Task to carry out: The answer must be every line from the entries below that includes "gothic".
=== Section Start ===
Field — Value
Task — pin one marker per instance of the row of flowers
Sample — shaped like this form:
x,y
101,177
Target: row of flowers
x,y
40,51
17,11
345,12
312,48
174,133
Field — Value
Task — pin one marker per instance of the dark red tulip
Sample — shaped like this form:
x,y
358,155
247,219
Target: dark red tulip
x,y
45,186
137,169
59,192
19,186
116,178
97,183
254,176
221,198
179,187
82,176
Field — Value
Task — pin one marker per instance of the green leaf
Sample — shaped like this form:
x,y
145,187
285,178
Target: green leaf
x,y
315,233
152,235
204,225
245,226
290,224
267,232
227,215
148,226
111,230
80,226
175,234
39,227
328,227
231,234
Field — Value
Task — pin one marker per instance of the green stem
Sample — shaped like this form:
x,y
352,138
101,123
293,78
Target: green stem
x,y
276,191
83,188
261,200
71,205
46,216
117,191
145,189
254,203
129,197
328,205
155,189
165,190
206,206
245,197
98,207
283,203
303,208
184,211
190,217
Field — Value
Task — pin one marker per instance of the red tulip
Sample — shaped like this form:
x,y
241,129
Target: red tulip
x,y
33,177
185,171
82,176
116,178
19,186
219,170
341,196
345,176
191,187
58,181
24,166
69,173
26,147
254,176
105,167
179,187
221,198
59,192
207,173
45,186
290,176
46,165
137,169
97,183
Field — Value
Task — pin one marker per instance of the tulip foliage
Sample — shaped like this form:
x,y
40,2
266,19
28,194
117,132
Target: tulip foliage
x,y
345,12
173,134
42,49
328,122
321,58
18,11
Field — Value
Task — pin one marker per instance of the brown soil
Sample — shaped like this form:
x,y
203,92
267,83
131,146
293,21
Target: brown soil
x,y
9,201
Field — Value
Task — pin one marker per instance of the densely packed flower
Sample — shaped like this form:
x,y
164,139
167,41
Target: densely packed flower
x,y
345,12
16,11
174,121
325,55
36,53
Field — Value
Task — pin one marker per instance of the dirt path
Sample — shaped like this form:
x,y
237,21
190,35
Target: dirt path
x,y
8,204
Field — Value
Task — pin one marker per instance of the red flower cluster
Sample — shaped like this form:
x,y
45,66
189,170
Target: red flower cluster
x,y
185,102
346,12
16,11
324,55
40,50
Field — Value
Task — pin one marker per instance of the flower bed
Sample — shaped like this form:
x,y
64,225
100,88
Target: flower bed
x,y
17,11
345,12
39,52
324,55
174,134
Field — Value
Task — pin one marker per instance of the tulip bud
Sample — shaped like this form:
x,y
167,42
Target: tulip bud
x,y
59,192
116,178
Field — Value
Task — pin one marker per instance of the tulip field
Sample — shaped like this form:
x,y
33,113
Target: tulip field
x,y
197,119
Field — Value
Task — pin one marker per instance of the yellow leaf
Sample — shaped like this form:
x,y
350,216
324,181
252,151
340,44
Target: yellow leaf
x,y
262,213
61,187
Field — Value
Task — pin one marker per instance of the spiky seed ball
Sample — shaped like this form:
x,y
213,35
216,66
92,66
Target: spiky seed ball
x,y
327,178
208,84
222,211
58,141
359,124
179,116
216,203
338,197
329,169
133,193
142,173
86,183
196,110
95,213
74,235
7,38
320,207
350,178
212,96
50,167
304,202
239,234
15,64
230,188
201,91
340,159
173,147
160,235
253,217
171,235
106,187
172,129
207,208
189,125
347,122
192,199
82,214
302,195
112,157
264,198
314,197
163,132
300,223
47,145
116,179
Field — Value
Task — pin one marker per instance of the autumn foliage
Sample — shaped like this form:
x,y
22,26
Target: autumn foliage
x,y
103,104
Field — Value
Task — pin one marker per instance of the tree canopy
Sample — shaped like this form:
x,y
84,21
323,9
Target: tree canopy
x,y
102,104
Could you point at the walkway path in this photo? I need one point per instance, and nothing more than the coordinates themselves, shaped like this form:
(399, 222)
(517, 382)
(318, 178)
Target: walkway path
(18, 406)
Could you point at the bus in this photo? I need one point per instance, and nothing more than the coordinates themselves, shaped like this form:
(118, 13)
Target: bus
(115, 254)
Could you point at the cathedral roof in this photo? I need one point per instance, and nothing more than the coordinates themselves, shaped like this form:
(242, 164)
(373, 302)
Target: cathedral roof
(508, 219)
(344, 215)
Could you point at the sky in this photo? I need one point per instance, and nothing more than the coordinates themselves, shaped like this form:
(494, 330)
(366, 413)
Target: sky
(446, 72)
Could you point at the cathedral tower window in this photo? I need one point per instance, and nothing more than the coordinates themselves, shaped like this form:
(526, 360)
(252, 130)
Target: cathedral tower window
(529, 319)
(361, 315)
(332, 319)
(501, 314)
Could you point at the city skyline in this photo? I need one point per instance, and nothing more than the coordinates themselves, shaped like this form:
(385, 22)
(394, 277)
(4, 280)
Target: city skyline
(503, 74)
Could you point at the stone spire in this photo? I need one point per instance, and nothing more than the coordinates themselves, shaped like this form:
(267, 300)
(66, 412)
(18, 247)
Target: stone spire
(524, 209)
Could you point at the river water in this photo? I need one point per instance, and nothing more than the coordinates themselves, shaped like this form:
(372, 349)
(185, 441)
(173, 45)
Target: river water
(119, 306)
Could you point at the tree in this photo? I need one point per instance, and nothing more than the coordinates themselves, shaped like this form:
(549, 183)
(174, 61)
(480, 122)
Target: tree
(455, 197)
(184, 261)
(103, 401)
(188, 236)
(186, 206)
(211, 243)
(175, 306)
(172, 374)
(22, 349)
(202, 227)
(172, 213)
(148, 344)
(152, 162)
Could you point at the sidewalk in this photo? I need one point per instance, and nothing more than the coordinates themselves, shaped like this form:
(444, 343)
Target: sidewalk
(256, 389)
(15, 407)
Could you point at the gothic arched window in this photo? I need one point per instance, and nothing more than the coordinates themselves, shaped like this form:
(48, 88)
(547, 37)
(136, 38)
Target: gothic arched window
=== Section End ===
Written answer:
Could you point at the gothic arched window in this photo? I need one point per instance, and nothing more than the coordinates themselves, shaped like this form:
Target: gothic arched window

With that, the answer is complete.